> _Job_
Print every line of the records below verbatim, leaving out the pictures.

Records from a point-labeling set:
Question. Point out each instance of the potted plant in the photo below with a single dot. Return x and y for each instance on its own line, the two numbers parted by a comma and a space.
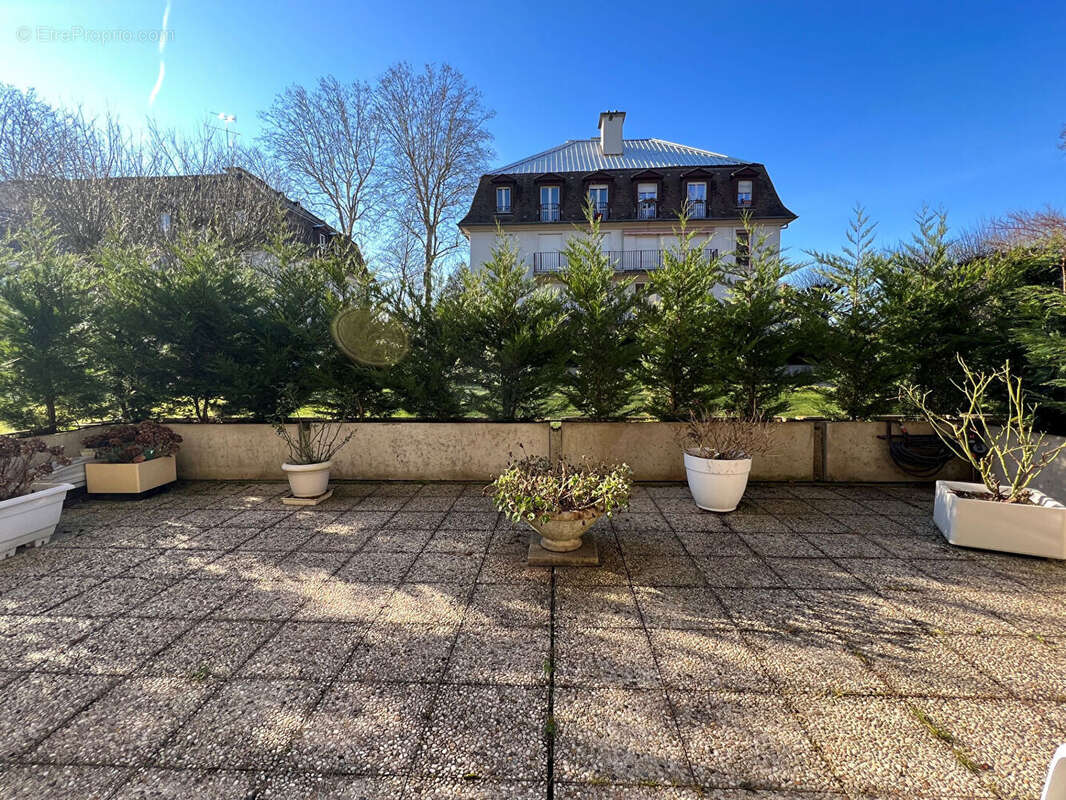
717, 458
131, 459
1002, 512
30, 508
311, 449
561, 500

> _Task answer_
Question. Point out each instance of the potted plant in the photo below with a single dot. Return x and y for each instance on its own line, the two numbers parted by a comma and a space.
717, 458
131, 459
1002, 512
30, 508
311, 449
561, 500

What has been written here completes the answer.